(Excerpt to read begins)

Therefore, this study aims to investigate the effects of pyroptosis on PDL cells and the relationship between TRPV4 channel activation and the promotion of pyroptosis in PDL cells, as well as to assess the impact of this process on tooth movement during orthodontic treatment. In this research, the TRPV4 agonist GSK1016790A¹¹ will be used for the first time in the context of pyroptosis-related studies during OTM. We hope that this research will provide a new biological basis for orthodontic therapy and potential therapeutic strategies for accelerating tooth movement in clinical practice.

Materials and method

Isolation of human PDL (hPDL) cell

hPDL tissue was obtained from the middle third of the roots of premolars extracted from three volunteers (2 females, 1 male; ages 18–25 years; premolars extracted for orthodontic reasons), whose teeth were free of decay. The clinical procedure was approved by Changsha Stomatological Hospital (CSH-2022-038), and written informed consent was obtained from all participants. This study was conducted in accordance with the Helsinki Declaration. Briefly, the periodontal ligament scraped from the root surfaces was digested at 37°C with a mixture of 3 mg/mL type I collagenase and 4 mg/mL dispase II for 1 h to facilitate cell dissociation. A single-cell suspension was then obtained and cultured in α-MEM supplemented with 20% fetal bovine serum (FBS) and 1% penicillin/streptomycin. After 3 days of adherence, the primary cells were digested and further cultured in six-well plates for subsequent experiments. The culture medium for the isolated cells was replaced with DMEM containing high glucose, 10% FBS, and 50 mg/L vitamin C, maintained in a humidified environment at 37°C with 5% CO2. This study utilized cells from passages 3 to 5. In the study of TRPV4 signaling pathway, the TRPV4 agonist GSK1016790A (10 μmol/L, MCE, 942206-85-1) was applied to hPDL for 1 h, followed by mechanical loading (1.5 g/cm²) for 24 h.¹³ For experiments involving GSK1016790A, control groups indicated hPDL cells with no treatment.

(Excerpt to read ends)
(Data section begins)

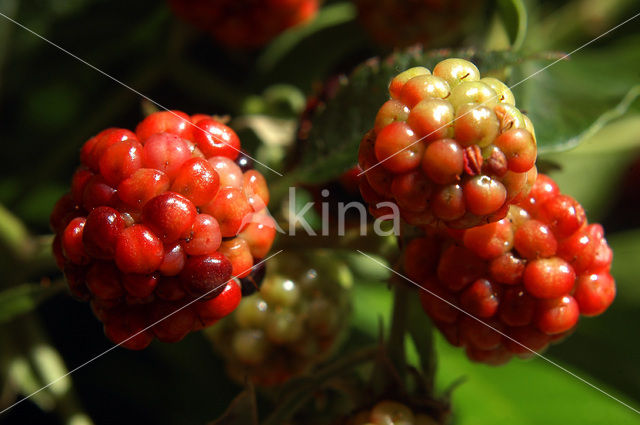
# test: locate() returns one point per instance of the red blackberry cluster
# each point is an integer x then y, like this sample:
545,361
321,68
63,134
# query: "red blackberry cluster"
158,218
246,23
295,321
399,23
529,276
390,413
448,148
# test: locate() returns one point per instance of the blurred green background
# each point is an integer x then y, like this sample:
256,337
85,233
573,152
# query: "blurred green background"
51,104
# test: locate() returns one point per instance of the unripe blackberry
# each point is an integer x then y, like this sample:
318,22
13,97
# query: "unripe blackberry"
131,240
461,138
295,321
528,276
246,24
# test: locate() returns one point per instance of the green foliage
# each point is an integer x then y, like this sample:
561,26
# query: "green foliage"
573,98
24,298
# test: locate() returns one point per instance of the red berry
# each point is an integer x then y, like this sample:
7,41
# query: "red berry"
431,119
120,160
458,267
533,240
141,186
391,111
64,210
259,234
543,189
423,87
206,274
480,299
104,281
93,150
517,307
594,293
165,152
252,25
398,149
97,192
101,231
205,236
519,147
229,172
443,161
130,239
411,191
170,216
256,190
507,269
138,250
172,321
563,214
170,289
484,195
78,183
173,260
448,202
197,181
475,125
548,277
224,304
557,315
128,330
140,285
525,339
173,122
216,139
71,240
490,240
238,253
231,209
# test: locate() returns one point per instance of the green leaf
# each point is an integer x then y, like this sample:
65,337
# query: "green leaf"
527,393
593,171
602,345
337,129
328,17
23,298
573,98
514,16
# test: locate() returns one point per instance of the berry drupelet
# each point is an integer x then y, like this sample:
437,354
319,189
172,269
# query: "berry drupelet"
449,148
528,276
140,234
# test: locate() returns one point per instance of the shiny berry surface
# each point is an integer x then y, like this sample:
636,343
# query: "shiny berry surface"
463,134
296,320
134,236
514,286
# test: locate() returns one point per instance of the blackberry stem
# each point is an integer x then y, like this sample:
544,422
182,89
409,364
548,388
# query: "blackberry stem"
396,343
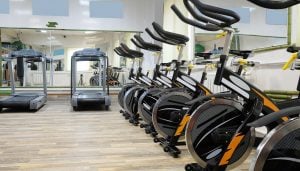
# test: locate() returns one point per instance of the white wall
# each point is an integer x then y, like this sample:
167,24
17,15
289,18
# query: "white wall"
257,24
137,14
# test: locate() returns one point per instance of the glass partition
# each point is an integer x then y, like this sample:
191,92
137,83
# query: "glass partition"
59,46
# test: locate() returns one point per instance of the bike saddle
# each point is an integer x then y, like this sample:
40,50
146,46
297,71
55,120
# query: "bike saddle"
166,64
242,53
147,45
293,49
134,53
157,38
203,55
121,52
177,38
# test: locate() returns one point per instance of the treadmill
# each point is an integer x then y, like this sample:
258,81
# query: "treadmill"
25,101
90,98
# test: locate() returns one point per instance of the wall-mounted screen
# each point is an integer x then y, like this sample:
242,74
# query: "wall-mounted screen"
50,7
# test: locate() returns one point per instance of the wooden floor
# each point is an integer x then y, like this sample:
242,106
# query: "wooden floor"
56,138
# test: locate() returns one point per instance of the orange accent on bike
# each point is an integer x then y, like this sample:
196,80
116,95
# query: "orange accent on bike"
182,125
207,92
268,103
231,149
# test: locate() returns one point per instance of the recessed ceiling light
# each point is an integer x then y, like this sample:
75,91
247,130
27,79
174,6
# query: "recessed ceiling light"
84,2
90,32
51,38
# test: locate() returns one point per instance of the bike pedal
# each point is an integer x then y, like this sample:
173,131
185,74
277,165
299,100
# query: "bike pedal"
194,167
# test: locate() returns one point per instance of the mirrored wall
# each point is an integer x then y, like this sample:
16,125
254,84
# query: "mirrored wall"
258,28
59,46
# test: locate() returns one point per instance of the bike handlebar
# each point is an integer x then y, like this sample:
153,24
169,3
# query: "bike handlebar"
271,4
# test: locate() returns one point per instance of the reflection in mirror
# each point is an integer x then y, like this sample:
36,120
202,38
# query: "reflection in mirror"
59,46
259,28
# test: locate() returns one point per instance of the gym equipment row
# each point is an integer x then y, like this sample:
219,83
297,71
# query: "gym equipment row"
79,99
219,128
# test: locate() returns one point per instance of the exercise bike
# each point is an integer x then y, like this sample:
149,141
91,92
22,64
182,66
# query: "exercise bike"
219,134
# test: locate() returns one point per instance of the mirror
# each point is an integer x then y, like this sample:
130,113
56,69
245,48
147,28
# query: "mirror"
258,28
59,46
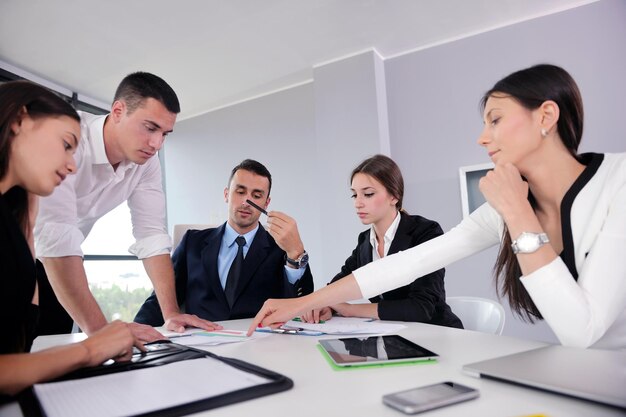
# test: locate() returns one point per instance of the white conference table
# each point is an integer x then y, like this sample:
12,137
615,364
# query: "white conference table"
321,391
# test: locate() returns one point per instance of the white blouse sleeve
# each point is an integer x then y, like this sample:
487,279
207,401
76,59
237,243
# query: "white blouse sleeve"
482,229
147,210
580,312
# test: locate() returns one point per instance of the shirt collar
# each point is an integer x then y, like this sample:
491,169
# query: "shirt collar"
390,234
231,234
95,127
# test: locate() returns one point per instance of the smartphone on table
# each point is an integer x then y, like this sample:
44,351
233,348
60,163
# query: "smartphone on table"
417,400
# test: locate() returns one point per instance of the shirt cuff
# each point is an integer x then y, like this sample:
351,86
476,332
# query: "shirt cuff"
55,240
147,247
293,275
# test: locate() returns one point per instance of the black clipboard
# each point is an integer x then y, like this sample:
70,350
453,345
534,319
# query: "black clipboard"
164,352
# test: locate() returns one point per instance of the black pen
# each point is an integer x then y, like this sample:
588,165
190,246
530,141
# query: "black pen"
256,206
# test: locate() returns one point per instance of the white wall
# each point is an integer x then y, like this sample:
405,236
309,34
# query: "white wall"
310,137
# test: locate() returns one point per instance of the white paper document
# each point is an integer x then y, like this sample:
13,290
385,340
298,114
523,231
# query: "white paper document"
141,391
348,325
199,337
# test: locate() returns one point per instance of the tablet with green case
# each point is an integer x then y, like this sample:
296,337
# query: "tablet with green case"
374,351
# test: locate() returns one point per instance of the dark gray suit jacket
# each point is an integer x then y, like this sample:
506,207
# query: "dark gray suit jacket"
198,286
425,299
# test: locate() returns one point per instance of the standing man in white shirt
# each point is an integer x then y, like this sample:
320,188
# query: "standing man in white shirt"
116,162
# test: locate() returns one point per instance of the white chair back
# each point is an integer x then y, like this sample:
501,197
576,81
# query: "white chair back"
480,314
181,229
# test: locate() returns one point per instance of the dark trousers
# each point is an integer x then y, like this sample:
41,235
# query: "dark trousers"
53,319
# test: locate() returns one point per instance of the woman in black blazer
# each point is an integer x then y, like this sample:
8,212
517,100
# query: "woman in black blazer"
377,190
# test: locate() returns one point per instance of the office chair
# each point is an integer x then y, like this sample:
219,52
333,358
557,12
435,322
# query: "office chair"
480,314
181,229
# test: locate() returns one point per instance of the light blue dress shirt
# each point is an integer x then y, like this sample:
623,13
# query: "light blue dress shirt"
228,251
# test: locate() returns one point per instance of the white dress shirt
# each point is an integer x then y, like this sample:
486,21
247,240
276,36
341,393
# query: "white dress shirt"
589,311
228,251
66,217
390,234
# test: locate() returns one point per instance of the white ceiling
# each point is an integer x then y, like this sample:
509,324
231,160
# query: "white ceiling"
218,52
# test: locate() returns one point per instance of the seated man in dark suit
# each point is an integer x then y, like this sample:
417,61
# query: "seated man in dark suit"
228,272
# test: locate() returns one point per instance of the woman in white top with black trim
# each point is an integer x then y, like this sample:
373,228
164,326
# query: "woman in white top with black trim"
559,217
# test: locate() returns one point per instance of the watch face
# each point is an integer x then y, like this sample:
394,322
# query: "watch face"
528,242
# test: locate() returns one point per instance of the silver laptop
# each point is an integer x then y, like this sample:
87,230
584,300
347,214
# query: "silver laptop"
591,374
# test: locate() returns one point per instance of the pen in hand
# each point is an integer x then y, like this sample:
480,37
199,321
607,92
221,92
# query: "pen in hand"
256,206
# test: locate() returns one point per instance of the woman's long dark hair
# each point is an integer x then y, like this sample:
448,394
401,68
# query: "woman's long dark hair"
18,98
531,87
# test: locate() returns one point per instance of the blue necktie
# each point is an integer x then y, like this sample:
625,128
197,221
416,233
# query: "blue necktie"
234,272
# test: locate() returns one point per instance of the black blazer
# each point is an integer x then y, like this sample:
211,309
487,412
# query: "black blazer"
17,281
425,299
198,286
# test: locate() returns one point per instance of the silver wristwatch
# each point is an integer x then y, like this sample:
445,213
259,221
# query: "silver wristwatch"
528,242
301,262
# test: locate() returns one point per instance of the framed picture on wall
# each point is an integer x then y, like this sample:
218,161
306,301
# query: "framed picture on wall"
471,197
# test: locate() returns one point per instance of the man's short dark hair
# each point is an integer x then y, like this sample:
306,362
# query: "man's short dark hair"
139,86
254,167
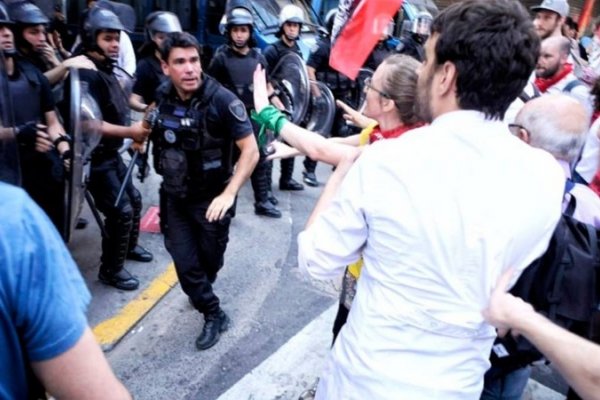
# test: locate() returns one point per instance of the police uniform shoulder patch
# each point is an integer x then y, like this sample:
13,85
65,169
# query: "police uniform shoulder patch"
238,110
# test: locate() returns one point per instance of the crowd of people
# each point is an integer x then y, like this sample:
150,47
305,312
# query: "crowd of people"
460,188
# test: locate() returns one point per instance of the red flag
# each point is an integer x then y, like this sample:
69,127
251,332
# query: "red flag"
359,35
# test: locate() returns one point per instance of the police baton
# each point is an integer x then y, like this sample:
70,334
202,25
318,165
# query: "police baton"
148,122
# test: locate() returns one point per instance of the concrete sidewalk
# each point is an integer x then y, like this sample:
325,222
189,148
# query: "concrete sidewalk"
298,363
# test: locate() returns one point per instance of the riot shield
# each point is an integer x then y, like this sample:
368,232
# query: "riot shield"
9,151
290,80
321,111
359,92
86,131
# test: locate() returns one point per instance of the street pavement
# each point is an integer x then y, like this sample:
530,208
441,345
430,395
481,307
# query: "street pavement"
281,330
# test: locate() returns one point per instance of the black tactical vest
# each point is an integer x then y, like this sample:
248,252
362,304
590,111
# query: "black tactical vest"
192,162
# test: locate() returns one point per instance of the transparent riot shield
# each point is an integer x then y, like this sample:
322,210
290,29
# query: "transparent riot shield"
9,152
290,80
321,110
359,91
86,132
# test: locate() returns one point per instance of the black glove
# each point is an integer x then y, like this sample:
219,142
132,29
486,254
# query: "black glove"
26,133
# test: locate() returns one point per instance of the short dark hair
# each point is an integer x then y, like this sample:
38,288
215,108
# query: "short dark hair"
494,47
178,39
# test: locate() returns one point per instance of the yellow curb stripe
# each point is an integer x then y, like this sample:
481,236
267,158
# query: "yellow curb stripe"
110,331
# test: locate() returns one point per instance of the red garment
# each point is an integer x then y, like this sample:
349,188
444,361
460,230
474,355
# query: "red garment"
544,83
378,134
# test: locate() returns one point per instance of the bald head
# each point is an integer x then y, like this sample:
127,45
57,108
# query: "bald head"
556,123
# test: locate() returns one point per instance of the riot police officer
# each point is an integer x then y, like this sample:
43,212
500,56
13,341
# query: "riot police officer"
148,74
233,67
41,151
342,87
291,18
100,43
31,40
412,42
199,124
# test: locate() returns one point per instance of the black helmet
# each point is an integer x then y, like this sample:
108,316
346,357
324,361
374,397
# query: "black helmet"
239,16
25,13
4,17
97,20
161,21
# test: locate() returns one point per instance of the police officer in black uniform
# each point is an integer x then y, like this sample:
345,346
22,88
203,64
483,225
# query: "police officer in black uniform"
148,73
291,19
233,67
342,87
199,122
100,43
41,151
412,43
32,43
382,49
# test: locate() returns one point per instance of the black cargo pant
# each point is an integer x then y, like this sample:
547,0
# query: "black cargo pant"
122,222
196,246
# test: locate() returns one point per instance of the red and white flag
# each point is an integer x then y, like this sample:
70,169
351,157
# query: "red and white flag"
357,29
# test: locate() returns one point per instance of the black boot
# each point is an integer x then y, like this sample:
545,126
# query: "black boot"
260,184
285,181
136,252
121,279
214,325
309,172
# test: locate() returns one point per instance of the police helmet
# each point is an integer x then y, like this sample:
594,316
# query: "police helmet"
239,16
330,20
162,21
4,17
97,20
24,13
291,13
422,24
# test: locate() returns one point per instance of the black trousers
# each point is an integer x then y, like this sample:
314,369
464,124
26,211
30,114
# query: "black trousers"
196,246
122,222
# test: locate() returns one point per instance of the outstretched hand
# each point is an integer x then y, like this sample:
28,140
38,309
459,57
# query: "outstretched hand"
355,117
505,310
261,97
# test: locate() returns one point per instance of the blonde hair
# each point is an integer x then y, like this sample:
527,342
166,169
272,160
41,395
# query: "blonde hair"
400,84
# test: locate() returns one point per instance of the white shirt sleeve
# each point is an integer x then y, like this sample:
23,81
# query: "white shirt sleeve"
338,235
126,54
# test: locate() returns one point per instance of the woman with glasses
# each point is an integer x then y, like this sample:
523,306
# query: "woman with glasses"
390,98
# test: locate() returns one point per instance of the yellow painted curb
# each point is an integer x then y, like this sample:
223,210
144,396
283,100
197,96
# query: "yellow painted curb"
109,332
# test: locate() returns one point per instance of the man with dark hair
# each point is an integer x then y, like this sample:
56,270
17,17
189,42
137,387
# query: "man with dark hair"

(Data section ends)

What you are asked to do: In the excerpt on periodontal ligament cells, how long were the hPDL cells treated with GSK1016790A before mechanical loading? The records come from a different source than the excerpt.

Your solution: One hour.